§ DO THIS: Pick up the passage on the JBS diode where it stops and keep writing it.

§ SOURCE TEXT:
▼
The JBS diode 400 is formed in the body 55 comprising the substrate 57 and the drift region, here indicated by 409.

The JBS diode 400 comprises the superficial implanted regions 62, extending in the drift region 409 from the first surface 55A of the body 55, and deep implanted regions 415, extending in the drift region 409 at a distance from the first surface 55A of the body 55.

In detail, each elementary cell 404 comprises two superficial implanted regions 62 and one deep implanted region 415.

The deep implanted regions 415, also here of P type, are arranged staggered with respect to the superficial implanted regions 62; in particular, each deep implanted region 415 is arranged, along the second axis Y, between two adjacent superficial implanted regions 62.

In this embodiment, the deep implanted regions 415 are channeling-implanted regions, as discussed hereinafter with respect to FIG. 10B.

The drift region 409, of N type, comprises a first portion 409A, extending on the substrate 57, and a second portion 409B, extending on the first portion 409A and forming the first surface 55A of the body 55.

The second portion 409B has a higher doping level than the first portion 409A. For example, the first portion 409A has a doping level comprised between 1·10¹⁴atoms/cm3 and 1·10¹⁶atoms/cm3 and the second portion 409B has a doping level comprised between 1·10¹⁵atoms/cm3 and 1·10¹⁷atoms/cm3.

Moreover, in this embodiment, for each elementary cell 404, the drift region 409 further comprises a third portion 409C arranged within the second portion 409B, above the respective deep implanted region 415.

The third portion 409C is arranged, along a direction parallel to the third axis Z, between the respective deep implanted region 415 and the first surface 55A of the body 55.

In detail, the third portion 409C extends at a distance dd, for example comprised between 0.3 μm and 1.5 μm, from the first surface 55A of the body 55.

In practice, the third portion 409C of the drift region 409 is aligned to the respective deep implanted region 415, along a direction parallel to the third axis Z.

The third portion 409C of the drift region 409, of N type, has a lower doping level than the second portion 409B.

In FIG. 9, the third portion 409C has, for simplicity, a rectangular shape; however, the third portion 409C may have a different shape, regular or non regular, depending on the specific implantation step that is used to form the deep implanted region 415 and the doping profile of the second portion 409B of the drift region 409.
▲
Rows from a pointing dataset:
▼
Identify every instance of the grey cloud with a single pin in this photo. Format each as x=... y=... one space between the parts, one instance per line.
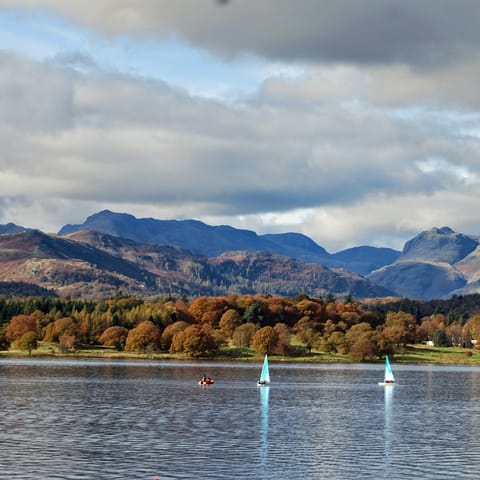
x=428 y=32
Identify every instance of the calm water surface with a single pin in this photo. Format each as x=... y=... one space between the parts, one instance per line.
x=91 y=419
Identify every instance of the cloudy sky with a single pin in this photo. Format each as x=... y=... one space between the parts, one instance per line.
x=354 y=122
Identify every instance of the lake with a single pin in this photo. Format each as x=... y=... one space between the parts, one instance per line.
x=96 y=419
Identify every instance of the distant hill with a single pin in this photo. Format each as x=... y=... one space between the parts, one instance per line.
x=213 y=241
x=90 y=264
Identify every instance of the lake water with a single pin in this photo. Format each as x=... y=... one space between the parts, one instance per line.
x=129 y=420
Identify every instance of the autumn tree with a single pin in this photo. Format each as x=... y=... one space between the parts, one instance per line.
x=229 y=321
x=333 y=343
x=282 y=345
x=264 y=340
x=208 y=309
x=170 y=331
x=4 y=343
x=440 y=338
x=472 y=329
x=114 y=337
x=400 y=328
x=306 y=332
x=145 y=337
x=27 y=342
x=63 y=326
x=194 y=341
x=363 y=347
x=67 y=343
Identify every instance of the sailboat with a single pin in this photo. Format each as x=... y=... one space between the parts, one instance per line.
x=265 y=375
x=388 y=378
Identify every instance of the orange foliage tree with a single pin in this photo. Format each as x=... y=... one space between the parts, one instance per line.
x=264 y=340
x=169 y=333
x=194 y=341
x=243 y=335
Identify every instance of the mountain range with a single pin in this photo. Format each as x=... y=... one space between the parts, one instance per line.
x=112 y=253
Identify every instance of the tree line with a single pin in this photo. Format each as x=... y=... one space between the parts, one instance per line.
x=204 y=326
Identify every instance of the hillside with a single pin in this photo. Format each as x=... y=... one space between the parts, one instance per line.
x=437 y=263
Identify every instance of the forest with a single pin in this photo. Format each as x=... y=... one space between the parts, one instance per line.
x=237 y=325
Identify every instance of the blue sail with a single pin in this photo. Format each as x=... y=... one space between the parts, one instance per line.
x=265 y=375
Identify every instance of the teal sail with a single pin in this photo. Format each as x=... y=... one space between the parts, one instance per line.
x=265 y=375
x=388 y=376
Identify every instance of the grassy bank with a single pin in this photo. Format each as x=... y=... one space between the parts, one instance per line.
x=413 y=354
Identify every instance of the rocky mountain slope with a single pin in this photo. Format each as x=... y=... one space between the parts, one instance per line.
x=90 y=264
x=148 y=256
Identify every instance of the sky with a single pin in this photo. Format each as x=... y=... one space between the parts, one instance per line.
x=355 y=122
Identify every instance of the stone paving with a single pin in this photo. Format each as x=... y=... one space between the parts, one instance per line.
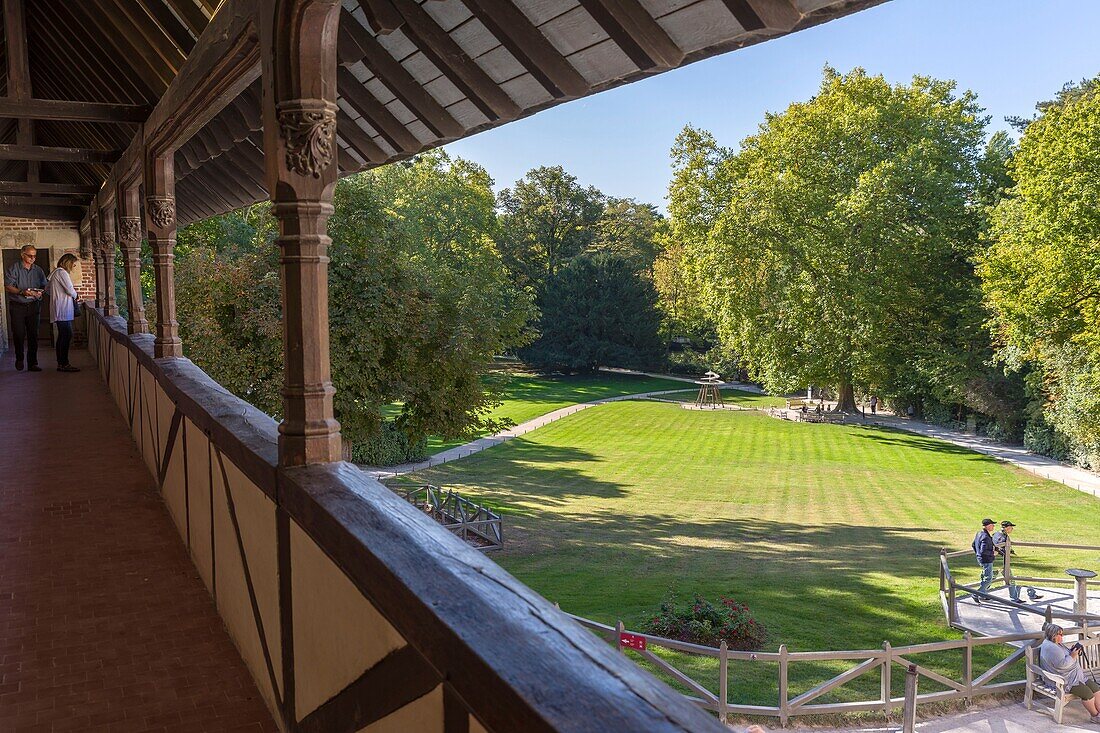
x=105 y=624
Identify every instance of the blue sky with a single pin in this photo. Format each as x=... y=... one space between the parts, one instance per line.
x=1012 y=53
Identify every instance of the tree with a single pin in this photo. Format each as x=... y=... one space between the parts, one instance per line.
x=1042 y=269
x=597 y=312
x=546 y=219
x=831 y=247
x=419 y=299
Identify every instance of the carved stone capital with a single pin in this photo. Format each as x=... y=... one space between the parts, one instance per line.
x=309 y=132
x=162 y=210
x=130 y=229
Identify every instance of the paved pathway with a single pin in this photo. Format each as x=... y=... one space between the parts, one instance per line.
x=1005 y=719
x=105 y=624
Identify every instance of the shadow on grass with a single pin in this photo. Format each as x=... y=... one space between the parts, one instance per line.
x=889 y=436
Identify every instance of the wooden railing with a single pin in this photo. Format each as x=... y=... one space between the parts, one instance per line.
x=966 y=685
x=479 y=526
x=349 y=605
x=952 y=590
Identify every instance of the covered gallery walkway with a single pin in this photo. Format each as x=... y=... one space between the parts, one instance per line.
▲
§ ANSWER TO THE EXERCISE:
Moreover, in FIG. 9, the third portion 409C extends in direct contact with the deep implanted region 415; however, the third portion 409C may not be in direct contact with the deep implanted region 415, depending on the doping level of the second portion 409B, the doping level of the deep implanted region 415 and the specific implantation step that is used to form the deep implanted region 415.

The JBS diode 400 further comprises the anode metallization region 80, the cathode metallization region 60, and the ohmic-contact regions 85.

The presence of the deep implanted regions 415 allows to improve, in use, the electrical performances of the JBS diode 400, similarly to what explained hereinabove for the JBS diode 50 of FIG. 2.

Moreover, the fact that the deep implanted regions 415 are formed through a channeling implantation step allows to reduce the manufacturing costs of the JBS diode 400, as discussed hereinafter with respect to FIGS. 10A-10C.

Described hereinafter are steps for manufacturing the JBS diode 400, in particular the manufacturing steps that lead to form the superficial implanted regions 62 and the deep implanted regions 415.

FIG. 10A shows a work wafer 505 of silicon carbide, having a doping of an N type, a first surface 505A and a second surface 505B. The work wafer 505 comprises a work substrate 507, which is intended to form the substrate 57, and a work drift region 509, which is intended to form the drift region 409. The work drift region 509 comprises a first layer 509A, intended to form the first portion 409A of the drift region 409, and a second layer 509B, intended to form the second portion 409B of the drift region 409.

The first layer 509A and the second layer 509B of the work drift region 509 have been grown, for example, epitaxially on the work substrate 507.

The work drift region 509 forms the first surface 505A of the work wafer 505, and the work substrate 507 forms the second surface 505B of the work wafer 505.

In detail, the work wafer 505 is of crystalline SiC in one of its polytypes, for example 3C—SiC, 4H—SiC and 6H—SiC, here 4H—SiC. The first surface 505A of the work wafer 505 is tilted by a cut angle with respect to one of the crystalline planes of the work wafer 505.

In this embodiment, the first surface 505A of the work wafer 505 is tilted by the cut angle with respect to the C-plane of the 4H—SiC, i.e. with respect to the face (000-1) of the 4H—SiC, wherein the values 0, 0, 0, −1 are, respectively, the Bravais-Miller indexes h, k, i, l. For example, the first surface 505A may be parallel to the C-plane, i.e. having a zero cut angle with respect to the C-plane, or tilted by an angle comprised between 3.5° and 4.5°, in particular for example equal to 4°, with respect to the C-plane.

Next, as shown in FIG. 10B, a first mask 512 is formed on the first surface 505A of the work wafer 505, for example through known lithographic steps. The first mask 512 comprises a plurality of portions 513, mutually spaced apart so as to expose portions of the work wafer 505 where the deep implanted regions 415 are intended to be formed. Using the first mask 512, a first implantation of dopant ions of a P type (here indicated by arrows 515), for example boron or aluminum ions, is performed.

The first implantation is performed through a channeling implantation step, for example with an implantation energy comprised between 200 keV and 800 keV.

In detail, in the channeling implantation step, the dopant ions 515 are implanted at an angle α with respect to a direction N perpendicular to the first surface 505A of the work wafer 505. The angle α depends on the cut angle of the first surface 505A of the work wafer 505. For example, if the first surface 505A is parallel to the C-plane of the crystalline 4H—SiC, then the angle α may be comprised between −1° and 1°, and in some embodiments equal to 0°.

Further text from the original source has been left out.